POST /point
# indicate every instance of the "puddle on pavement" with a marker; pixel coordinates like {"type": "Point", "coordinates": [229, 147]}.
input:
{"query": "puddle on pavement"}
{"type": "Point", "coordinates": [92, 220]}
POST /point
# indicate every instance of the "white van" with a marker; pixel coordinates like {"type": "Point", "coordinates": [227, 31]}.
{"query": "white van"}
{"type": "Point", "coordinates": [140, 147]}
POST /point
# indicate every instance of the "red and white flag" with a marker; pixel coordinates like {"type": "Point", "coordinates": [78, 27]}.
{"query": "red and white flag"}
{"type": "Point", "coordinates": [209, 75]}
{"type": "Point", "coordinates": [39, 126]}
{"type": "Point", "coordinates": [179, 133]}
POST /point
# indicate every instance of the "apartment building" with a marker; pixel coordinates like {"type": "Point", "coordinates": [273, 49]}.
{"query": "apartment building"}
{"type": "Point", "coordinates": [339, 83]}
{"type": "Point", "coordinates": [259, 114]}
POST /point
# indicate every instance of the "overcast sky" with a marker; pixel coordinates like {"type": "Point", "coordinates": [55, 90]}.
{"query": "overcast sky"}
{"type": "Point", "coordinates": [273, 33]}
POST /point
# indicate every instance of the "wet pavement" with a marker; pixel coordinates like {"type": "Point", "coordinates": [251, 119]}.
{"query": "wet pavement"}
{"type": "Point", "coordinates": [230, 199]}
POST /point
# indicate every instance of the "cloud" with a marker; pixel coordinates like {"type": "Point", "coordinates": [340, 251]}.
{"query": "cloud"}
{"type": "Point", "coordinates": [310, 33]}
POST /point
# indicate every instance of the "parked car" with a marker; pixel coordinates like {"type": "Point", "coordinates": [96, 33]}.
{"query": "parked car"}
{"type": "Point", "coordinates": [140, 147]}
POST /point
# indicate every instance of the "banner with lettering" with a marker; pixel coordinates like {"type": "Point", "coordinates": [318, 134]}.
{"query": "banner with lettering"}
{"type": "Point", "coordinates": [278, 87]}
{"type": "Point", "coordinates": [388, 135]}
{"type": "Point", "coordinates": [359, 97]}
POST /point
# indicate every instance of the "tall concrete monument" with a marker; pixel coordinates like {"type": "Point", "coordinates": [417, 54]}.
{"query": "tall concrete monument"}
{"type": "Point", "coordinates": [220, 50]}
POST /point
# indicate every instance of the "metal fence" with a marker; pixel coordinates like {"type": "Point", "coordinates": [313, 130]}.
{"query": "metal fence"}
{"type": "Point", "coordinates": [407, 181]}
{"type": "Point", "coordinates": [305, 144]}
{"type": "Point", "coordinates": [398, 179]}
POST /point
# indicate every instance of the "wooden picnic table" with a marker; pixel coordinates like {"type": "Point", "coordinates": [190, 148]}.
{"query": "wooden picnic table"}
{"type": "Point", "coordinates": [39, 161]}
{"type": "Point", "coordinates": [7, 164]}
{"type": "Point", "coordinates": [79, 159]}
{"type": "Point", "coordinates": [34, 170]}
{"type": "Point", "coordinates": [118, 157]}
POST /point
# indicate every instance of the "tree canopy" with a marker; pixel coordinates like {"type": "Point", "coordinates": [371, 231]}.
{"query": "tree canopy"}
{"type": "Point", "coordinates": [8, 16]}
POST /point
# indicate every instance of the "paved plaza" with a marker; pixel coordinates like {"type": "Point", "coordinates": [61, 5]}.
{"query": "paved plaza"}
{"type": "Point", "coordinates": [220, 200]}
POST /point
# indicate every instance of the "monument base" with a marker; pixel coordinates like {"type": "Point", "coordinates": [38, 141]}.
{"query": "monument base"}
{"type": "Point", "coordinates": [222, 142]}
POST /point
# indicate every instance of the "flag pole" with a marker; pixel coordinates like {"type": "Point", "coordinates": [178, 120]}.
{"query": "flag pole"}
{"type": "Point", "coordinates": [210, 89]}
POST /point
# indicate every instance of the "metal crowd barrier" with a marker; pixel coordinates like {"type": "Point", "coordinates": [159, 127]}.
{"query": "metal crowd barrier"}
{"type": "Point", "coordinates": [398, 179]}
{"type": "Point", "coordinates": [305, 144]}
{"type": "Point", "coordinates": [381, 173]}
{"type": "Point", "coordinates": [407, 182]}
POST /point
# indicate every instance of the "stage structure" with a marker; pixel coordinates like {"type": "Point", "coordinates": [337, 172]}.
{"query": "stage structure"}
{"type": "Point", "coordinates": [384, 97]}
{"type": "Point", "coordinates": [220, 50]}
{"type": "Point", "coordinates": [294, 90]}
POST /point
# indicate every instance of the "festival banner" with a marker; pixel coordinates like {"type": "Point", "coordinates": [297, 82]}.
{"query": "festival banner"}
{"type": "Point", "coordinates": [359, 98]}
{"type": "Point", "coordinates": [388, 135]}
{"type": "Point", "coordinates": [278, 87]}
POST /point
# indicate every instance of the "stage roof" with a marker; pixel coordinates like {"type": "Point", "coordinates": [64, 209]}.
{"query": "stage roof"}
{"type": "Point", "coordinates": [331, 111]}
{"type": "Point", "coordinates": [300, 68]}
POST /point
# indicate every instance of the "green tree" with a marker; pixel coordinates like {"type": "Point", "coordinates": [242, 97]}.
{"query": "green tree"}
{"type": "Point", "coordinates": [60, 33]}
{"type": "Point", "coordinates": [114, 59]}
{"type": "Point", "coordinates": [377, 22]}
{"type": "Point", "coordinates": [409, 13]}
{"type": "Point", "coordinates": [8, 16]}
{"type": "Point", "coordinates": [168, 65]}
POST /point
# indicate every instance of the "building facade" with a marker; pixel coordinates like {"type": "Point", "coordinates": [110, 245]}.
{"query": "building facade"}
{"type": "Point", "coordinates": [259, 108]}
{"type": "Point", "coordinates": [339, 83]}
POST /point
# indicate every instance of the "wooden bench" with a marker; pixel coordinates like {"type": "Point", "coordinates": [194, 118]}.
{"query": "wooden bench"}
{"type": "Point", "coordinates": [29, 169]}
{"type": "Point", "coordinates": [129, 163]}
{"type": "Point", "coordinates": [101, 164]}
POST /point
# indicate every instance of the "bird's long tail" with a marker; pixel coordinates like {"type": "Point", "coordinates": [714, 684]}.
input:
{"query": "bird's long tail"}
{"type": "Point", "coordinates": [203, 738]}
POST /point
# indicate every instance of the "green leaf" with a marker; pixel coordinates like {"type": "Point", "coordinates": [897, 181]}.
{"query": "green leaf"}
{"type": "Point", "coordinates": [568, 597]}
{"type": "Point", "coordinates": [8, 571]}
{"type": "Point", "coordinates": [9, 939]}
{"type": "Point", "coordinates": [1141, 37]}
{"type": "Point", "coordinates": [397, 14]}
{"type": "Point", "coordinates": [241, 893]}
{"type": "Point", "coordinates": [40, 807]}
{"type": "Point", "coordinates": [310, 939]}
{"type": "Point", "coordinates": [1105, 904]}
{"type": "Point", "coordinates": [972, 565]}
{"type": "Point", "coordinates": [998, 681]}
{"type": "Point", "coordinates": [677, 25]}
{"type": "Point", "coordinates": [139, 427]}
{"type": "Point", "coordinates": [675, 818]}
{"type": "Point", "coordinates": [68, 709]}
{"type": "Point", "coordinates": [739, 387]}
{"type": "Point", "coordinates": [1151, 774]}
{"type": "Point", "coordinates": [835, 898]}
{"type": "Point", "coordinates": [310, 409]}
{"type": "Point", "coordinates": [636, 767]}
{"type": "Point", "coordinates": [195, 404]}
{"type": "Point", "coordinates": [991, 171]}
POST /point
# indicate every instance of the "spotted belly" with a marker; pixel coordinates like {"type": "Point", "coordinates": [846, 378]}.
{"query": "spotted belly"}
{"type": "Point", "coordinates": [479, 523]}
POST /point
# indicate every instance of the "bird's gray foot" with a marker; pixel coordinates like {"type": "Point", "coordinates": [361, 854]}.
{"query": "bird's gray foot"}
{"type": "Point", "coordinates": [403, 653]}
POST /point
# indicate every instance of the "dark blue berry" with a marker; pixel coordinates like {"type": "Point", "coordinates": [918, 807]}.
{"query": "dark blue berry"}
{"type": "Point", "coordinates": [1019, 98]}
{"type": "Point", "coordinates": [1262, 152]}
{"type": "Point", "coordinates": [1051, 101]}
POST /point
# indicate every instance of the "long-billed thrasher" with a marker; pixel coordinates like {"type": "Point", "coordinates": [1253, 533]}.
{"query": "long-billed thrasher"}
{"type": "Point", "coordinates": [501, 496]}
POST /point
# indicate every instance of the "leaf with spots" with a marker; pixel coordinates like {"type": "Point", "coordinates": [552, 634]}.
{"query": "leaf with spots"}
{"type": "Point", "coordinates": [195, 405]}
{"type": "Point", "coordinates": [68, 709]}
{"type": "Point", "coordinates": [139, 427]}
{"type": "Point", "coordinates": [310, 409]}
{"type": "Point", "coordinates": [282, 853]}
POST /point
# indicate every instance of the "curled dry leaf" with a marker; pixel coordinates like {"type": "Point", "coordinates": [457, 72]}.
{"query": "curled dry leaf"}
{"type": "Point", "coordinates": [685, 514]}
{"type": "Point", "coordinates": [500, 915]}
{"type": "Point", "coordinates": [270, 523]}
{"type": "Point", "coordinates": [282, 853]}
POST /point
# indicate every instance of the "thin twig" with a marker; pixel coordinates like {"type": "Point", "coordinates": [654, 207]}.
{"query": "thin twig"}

···

● **The request**:
Pull out every line of the records that contains the string "monument" and reproduce each one in full.

● **Written answer**:
# indicate every instance of the "tall concrete monument" with a marker; pixel coordinates like {"type": "Point", "coordinates": [417, 54]}.
{"query": "tall concrete monument"}
# indicate every instance of the "monument base" with a marker; pixel coordinates like {"type": "Point", "coordinates": [38, 141]}.
{"query": "monument base"}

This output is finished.